((
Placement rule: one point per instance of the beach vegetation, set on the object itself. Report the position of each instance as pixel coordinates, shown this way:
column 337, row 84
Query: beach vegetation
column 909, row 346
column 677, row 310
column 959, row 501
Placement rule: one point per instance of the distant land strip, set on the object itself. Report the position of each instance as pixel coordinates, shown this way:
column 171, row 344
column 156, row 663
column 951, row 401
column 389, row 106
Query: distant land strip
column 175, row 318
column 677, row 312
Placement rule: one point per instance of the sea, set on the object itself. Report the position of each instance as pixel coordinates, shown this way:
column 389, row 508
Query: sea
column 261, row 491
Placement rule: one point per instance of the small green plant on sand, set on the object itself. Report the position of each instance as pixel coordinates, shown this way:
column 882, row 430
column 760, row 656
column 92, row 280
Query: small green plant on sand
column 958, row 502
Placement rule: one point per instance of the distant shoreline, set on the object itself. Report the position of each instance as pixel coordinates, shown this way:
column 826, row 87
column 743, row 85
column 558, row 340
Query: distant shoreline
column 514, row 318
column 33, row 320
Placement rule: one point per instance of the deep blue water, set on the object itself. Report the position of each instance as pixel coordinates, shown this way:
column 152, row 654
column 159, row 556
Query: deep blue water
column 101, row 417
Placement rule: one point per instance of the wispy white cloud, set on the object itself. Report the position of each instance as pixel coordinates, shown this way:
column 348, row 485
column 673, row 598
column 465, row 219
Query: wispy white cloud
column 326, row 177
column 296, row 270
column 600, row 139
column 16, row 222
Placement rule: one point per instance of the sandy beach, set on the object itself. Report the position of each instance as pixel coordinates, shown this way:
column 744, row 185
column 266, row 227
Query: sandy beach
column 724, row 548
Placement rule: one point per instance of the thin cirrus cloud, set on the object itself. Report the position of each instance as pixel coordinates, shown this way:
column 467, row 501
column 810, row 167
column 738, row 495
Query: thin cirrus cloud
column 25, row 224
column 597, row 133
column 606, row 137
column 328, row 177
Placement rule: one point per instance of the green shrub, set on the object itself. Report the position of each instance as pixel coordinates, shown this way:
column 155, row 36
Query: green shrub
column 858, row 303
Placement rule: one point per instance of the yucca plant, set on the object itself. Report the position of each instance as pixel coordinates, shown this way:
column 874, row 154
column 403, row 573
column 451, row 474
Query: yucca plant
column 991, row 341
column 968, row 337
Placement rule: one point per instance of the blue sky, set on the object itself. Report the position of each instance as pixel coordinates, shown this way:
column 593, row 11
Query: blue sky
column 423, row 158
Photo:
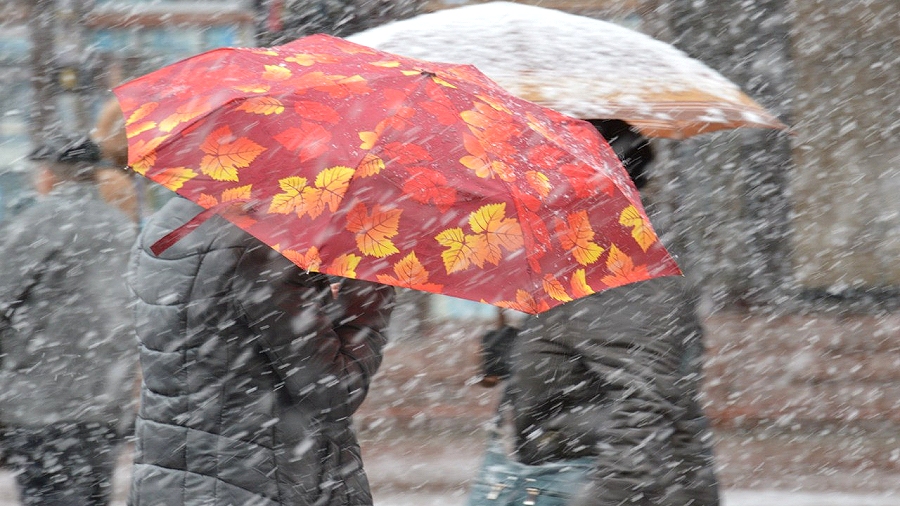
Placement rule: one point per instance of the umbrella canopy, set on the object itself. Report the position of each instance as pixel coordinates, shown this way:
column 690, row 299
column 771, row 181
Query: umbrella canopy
column 365, row 164
column 583, row 67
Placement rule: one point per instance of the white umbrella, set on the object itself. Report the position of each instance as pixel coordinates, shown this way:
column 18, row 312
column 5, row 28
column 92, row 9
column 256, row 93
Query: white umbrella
column 580, row 66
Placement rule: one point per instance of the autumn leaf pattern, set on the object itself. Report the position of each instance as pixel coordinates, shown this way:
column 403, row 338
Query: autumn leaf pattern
column 362, row 164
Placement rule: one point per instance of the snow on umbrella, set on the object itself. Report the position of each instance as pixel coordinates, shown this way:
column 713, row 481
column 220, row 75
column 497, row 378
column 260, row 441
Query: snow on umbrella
column 364, row 164
column 583, row 67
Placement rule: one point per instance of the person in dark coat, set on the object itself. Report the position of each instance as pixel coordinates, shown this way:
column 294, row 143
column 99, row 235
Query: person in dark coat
column 252, row 369
column 68, row 350
column 615, row 376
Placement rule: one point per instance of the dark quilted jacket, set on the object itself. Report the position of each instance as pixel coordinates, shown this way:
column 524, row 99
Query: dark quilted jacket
column 615, row 375
column 248, row 384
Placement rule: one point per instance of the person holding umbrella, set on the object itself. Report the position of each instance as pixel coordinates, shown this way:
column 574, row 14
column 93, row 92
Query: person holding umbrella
column 614, row 377
column 68, row 351
column 252, row 369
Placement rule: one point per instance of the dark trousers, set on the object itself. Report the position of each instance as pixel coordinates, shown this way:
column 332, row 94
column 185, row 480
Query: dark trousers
column 64, row 464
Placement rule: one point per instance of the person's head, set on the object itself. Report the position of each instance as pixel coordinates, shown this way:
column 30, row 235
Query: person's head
column 65, row 159
column 632, row 148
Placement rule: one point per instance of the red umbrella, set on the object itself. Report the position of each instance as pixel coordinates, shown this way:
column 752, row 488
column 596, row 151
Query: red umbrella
column 365, row 164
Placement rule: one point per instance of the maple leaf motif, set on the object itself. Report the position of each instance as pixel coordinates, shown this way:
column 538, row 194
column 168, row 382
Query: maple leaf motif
column 410, row 273
column 276, row 73
column 555, row 289
column 580, row 288
column 525, row 303
column 309, row 261
column 142, row 154
column 577, row 236
column 622, row 269
column 344, row 265
column 426, row 185
column 226, row 154
column 388, row 64
column 493, row 230
column 309, row 140
column 183, row 114
column 291, row 198
column 262, row 105
column 457, row 255
column 369, row 139
column 331, row 185
column 174, row 178
column 374, row 231
column 641, row 230
column 369, row 166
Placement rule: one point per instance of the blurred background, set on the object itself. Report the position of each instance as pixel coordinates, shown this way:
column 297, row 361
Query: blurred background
column 794, row 236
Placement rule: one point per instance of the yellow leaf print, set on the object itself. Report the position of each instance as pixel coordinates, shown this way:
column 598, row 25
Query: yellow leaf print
column 291, row 197
column 641, row 229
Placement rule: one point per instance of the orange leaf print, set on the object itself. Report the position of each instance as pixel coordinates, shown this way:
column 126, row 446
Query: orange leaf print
column 457, row 255
column 276, row 73
column 309, row 140
column 641, row 230
column 623, row 269
column 193, row 109
column 369, row 166
column 226, row 154
column 555, row 289
column 410, row 273
column 265, row 106
column 493, row 230
column 291, row 197
column 369, row 139
column 374, row 231
column 331, row 185
column 577, row 236
column 439, row 106
column 586, row 180
column 580, row 288
column 344, row 265
column 309, row 261
column 174, row 178
column 525, row 303
column 141, row 112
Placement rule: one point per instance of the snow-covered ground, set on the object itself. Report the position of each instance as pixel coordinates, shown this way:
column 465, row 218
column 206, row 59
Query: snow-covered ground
column 457, row 498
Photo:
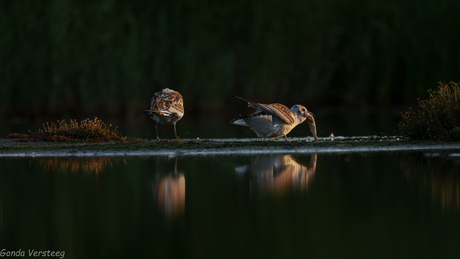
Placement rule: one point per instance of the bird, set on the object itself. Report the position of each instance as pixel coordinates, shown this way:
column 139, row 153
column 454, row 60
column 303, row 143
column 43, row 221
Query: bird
column 275, row 120
column 167, row 107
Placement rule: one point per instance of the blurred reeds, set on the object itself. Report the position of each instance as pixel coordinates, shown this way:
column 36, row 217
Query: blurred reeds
column 435, row 118
column 111, row 56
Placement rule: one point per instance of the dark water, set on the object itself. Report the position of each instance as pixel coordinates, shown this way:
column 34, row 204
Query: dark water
column 379, row 205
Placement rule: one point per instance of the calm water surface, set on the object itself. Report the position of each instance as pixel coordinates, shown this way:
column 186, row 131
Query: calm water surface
column 379, row 205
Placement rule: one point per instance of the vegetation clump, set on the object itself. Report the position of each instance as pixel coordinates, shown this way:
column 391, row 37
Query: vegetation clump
column 435, row 118
column 86, row 130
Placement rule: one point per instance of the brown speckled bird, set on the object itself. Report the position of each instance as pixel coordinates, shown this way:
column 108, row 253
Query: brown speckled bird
column 167, row 107
column 275, row 120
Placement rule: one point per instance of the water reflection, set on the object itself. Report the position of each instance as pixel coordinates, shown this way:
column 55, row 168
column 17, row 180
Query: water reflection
column 439, row 175
column 169, row 192
column 279, row 174
column 92, row 165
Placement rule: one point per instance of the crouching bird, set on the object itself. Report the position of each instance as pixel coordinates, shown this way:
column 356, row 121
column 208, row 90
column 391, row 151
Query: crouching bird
column 167, row 107
column 275, row 120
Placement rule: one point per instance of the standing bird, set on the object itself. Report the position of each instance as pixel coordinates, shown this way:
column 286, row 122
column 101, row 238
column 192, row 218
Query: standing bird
column 275, row 120
column 167, row 107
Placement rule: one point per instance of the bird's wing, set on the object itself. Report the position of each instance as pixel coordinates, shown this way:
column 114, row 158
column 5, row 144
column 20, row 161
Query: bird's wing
column 277, row 109
column 168, row 100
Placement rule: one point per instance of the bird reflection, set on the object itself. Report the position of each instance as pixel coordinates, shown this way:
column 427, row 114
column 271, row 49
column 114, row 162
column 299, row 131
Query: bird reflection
column 280, row 174
column 169, row 192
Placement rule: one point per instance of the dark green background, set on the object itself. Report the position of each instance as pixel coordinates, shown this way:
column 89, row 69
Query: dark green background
column 73, row 56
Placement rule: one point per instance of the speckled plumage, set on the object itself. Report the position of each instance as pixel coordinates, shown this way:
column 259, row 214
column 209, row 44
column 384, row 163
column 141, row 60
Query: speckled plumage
column 275, row 120
column 166, row 107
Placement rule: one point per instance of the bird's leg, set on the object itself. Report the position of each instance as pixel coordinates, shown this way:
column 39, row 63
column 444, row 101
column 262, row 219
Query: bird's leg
column 175, row 134
column 156, row 129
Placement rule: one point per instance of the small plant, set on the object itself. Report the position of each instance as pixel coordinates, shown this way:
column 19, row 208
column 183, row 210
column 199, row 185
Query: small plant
column 86, row 130
column 435, row 118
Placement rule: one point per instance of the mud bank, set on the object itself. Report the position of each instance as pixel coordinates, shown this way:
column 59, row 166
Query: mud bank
column 218, row 147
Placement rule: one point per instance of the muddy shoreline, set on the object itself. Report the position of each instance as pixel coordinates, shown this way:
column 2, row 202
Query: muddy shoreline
column 218, row 147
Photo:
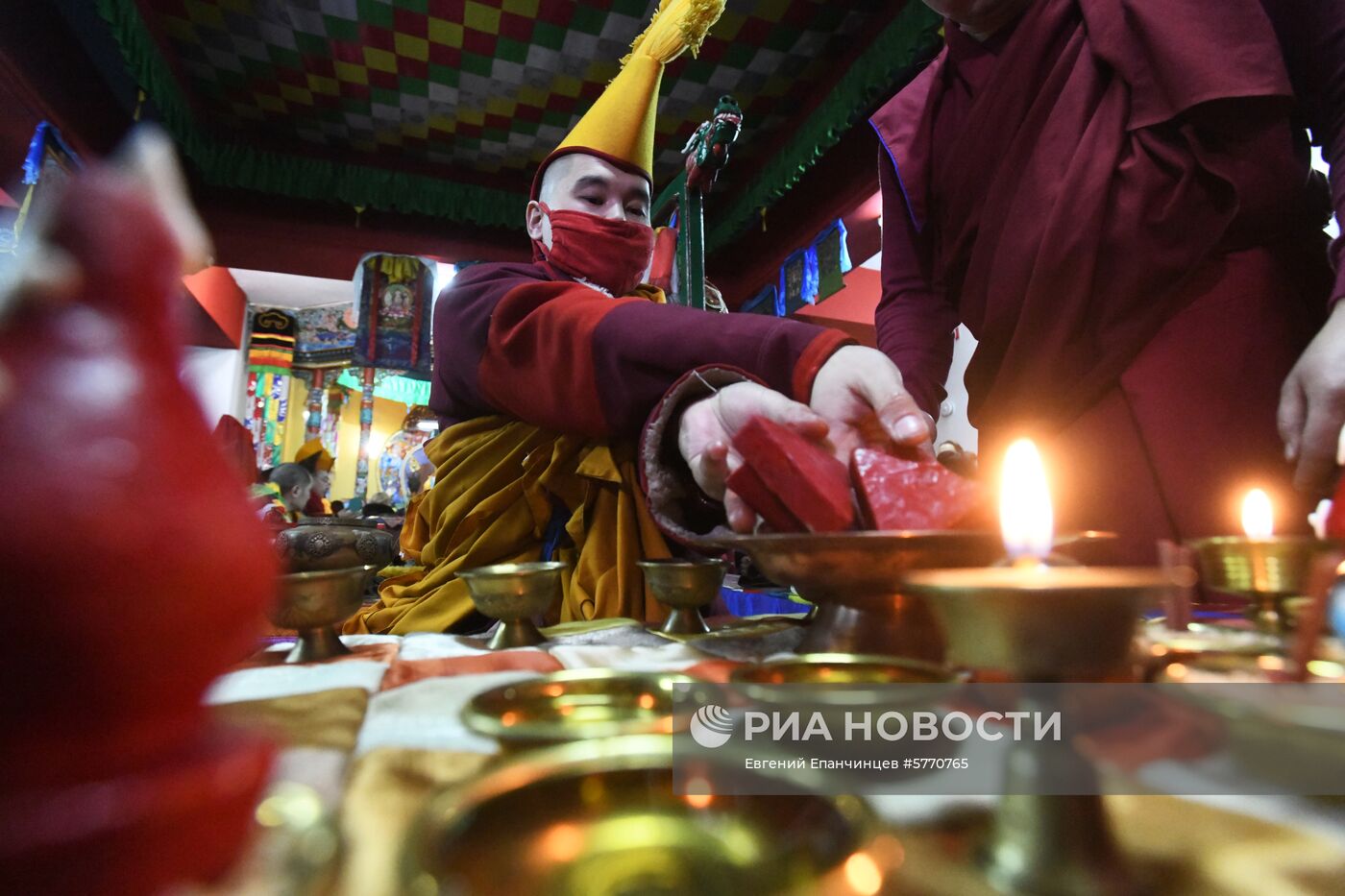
))
WORK INSTRUCTIONS | Retype everything in the data from the line containing "Placement rule: one point per instance of the crouching" down to the line containing "column 73, row 56", including both of those lines.

TASK RESPONSE |
Placement rule: one point per instance of the crouching bird, set on the object itself. Report the position of each instance as pixel coordinates, shown this way:
column 356, row 121
column 208, row 90
column 391, row 151
Query: crouching bird
column 167, row 107
column 275, row 120
Placement rule: one point per instance of the standing bird, set on the object itself. Report the position of each instance as pixel coordinates, shown this way:
column 286, row 122
column 101, row 238
column 192, row 218
Query: standing bird
column 275, row 120
column 167, row 107
Placement rule: one point per instance of the bird's wing, set on the object itself. Report the position of each instance as pixel coordinates, shown this way:
column 114, row 158
column 5, row 144
column 20, row 161
Query: bird's wing
column 277, row 109
column 168, row 100
Placement rule: one point per instance of the bird reflection, set on the object itself. Report the position of each instance as pixel coordinates, shown this way:
column 427, row 114
column 271, row 49
column 114, row 162
column 299, row 131
Query: bird reflection
column 280, row 174
column 169, row 192
Placement rule: one point per instance of the dark green background, set on the object itself. Report the position of each instance as pixel coordinates, shown this way:
column 89, row 69
Query: dark green background
column 73, row 56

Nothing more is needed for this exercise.